Brief →
Nothing but the data itself, reproduced exactly, is the expected answer.

Task inputs →
==================================================

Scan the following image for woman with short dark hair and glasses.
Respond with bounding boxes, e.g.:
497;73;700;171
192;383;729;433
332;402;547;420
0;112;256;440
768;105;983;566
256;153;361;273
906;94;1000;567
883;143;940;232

==================================================

Written reply →
Scan the following image for woman with short dark hair and glasses.
Respond with bounding boxes, e.g.:
497;73;700;171
192;383;729;433
332;402;547;420
0;112;256;440
768;105;983;566
256;153;361;273
906;94;1000;567
883;143;940;232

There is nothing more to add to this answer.